課題文 –
----

「日本が三一独立運動を弾圧し、多くの朝鮮人を虐殺した」という韓国側の主張は全くの嘘である。韓国の歴史歪曲にはきっちりと反論し、貶められた日本の名誉を回復しなければならない。そのためにも三一独立運動の真の姿を知る必要がある。日韓全国民が最低限知っておくべき歴史の真実。
目次
朝鮮は植民地ではなかった
今年3月1日、日本からの独立運動だったと韓国が主張する「三一運動」の100周年記念式典がソウルで行われた。出席した文在寅大統領は、「この運動こそが大韓民国の建国に繋がった。平和な独立運動であったが、デモ参加者のうち7500人が無慈悲に虐殺された」と演説した。
一国の大統領がこのような「嘘」を滔々と述べることに、筆者は戦慄を覚えざるを得ない。
文大統領は1919年4月、三一運動の最中に朝鮮の独立運動家たちが上海で樹立した「大韓民国臨時政府」(臨政)なるものを「大韓民国の根っこ」だ、と主張している。
しかし、李承晩が初代大統領となった臨政は「一部の政客が作ったクラブ」と見なされ、これを承認した国はひとつもない。実態はテロリストの集まりであり、内紛ばかりに明け暮れていたから当然だろう。終戦時には、「臨政」の肩書で海外から帰国することさえ連合国は許していない。
では、その「臨政」を誕生させた「三一運動」とは、はたしてどのようなものだったのだろう。この運動は、植民地であった朝鮮の人々が日本から独立するために立ち上がって繰り広げた平和的運動であり、これを日本が弾圧し彼らを虐殺したというイメージを多くの人が持っているのではないだろうか。だとすれば、「日韓併合時代」は韓国が主張しているように「日本による不法な植民地支配」だったことになる。
しかし「日韓併合」はあくまで国際法や国内法に則って、国同士が正式に締結した条約により実現したものだ。これによって朝鮮の人々は天皇陛下の下で日本人と「一視同仁」とされ、彼らに日本人と同等の権利と義務が生じている。
当然、日本の憲兵や警察は法律に基づいて朝鮮の人々を保護していた。その憲兵・警察が、彼らをむやみに殺害するはずがないのだ。 「三一運動」における「朝鮮人虐殺」は、歴史の歪曲によって出来上がった「幻想」に過ぎない。
だが、これを事実と信じて疑わない韓国人は、日本人に対して永遠に土下座を要求することだろう。それは日韓双方にとって大きな不幸を招くだけである。
両国が未来志向の関係を築くためにも、韓国の歴史歪曲にはきっちりと反論し、貶められた日本の名誉を回復しなければならない。そのための一助として、本稿では「三一運動」の真の姿を明らかにしたいと思う。
「三一独立運動記念式典」で演説する文在寅大統領。
暴徒による破壊、放火、殺人、掠奪、テロ
三一運動とは、第一次大戦後、アメリカ合衆国ウィルソン大統領が打ち出した民族自決思想に刺激された在日朝鮮人留学生が、1919年2月、東京で決起集会を開き、独立要求書を日本政府に提出しようとしたことが発端だった。

----

表示データ –
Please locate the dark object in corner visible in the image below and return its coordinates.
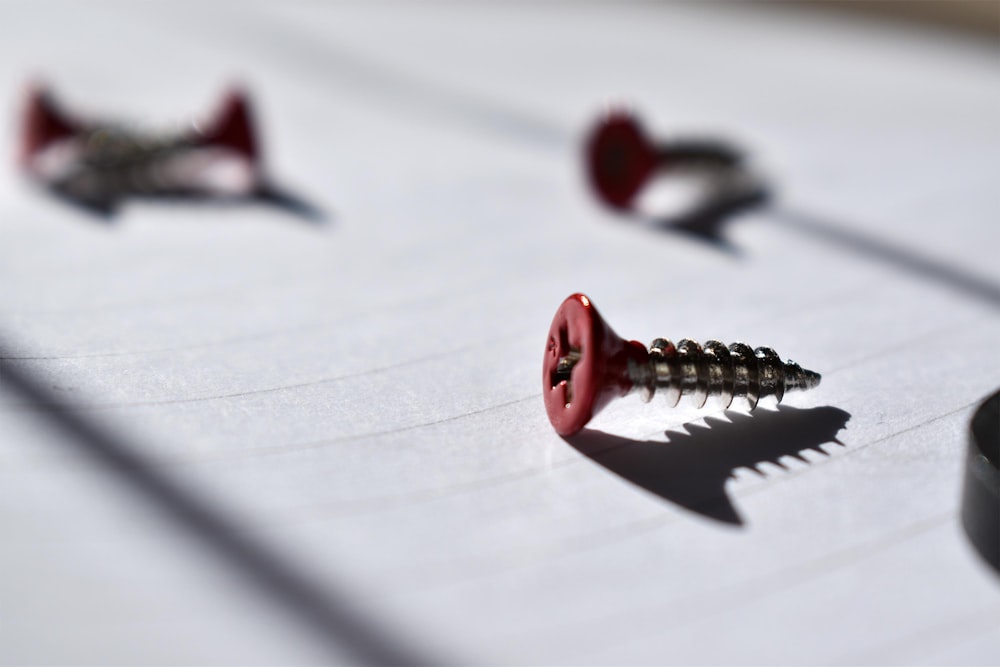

----

設問 –
- a) 三一運動についての課題文によれば、1919年2月に在日朝鮮人留学生は東京で何をしようとしましたか。
- b) 三一運動についての課題文を、最後の文の後から書き進めなさい。

解答例 –
- a) 決起集会を開き、独立要求書を日本政府に提出しようとした。

- b)
しかしそのウィルソンは、第一次大戦後のパリ講和会議で日本が国際連盟の規約に盛り込むよう提案した「人種差別撤廃条項」を議長として拒否した張本人である。もともとウィルソンは人種差別主義者であり、彼が唱えた民族自決も「白人の民族独立」だったのだが、朝鮮人留学生たちは有色人種も対象であると思い込んで独立要求書を出そうとしたのだ。
この動きはすぐに朝鮮半島にも伝わり、同年3月1日、京城(現・ソウル)のパゴダ公園に宗教家33人(天道教代表15人、キリスト教16人、仏教2人)が集まって独立宣言が読み上げられ、非暴力・無抵抗主義を標榜して街頭で「万歳デモ」が行われた。
ところが、欧米宣教師たちに反日思想を植え付けられてきた朝鮮人キリスト教徒たちが破壊活動に走ったことから、様相が一変してしまった。商人や労働者も加わって、デモは瞬く間に全国的暴動に発展し、朝鮮全土で暴徒による破壊、放火、殺人、掠奪が行われるに至ったのだ。
欧米宣教師のなかでも、特にアメリカから来たプロテスタント各派は学校を各地に建て、朝鮮の貴族階級(両班)の子弟に反日意識を刷り込んでいた。有色人種間での反目を利用して、白人支配体制を構築する植民地統治の伝統的手法が布教活動にまで及んでいたのだ。
日本主導による近代化の推進でそれまでの特権を奪われつつあった両班たちのなかには、日本を恨み、旧体制への復帰を夢見て積極的にキリスト教を受け入れる者もあった。軍制改革によって職を失った旧軍人たちも反日意識が強く、このような近代化に反対する反動的不満分子が人々を煽ったために、当初の「朝鮮の独立」という旗印は置き去りにされたまま大暴動となったのが実態である。 主要都市から地方に広がったこの騒動は、農民たちが武装して村役場、警察・憲兵事務所、富裕地主等を襲撃するという凶悪な行為へと発展した。さらに学校も焼き打ちされ、在鮮日本人は「日本に帰れ」と投石をもって脅迫された。まさにテロそのものである。
地方の多くの朝鮮人も、暴徒を恐れて憲兵や警察に保護を求めたが、駐在所や憲兵分遣隊の兵力は10人から多くても20人しかおらず、数が圧倒的に足りない。社会秩序を維持し、暴徒から住民を守るために憲兵隊はやむをえず武器を使用したが、全国的な騒擾の渦中であくまで治安維持や正当防衛として使われたに過ぎない。
三・一独立運動を再現する市民(2019年)
韓国教科書の歴史歪曲
ところが、韓国では事実を徹底的に歪曲しており、暴虐行為を働いたのはすべて日本の憲兵・警察や軍隊だったことになっている。韓国の国定教科書の次の記述をお読みいただきたい。 「万歳デモが拡散すると、日帝は憲兵警察はもちろん軍人まで緊急出動させ、デモ群衆を無差別殺傷した。晴州、砂川、孟山、送安、南原、陜川などの地では日本軍警の銃撃により数十人の死傷者を出し、堤岩里では、全住民を教会に集合させたあと、監禁して火をつけ虐殺した。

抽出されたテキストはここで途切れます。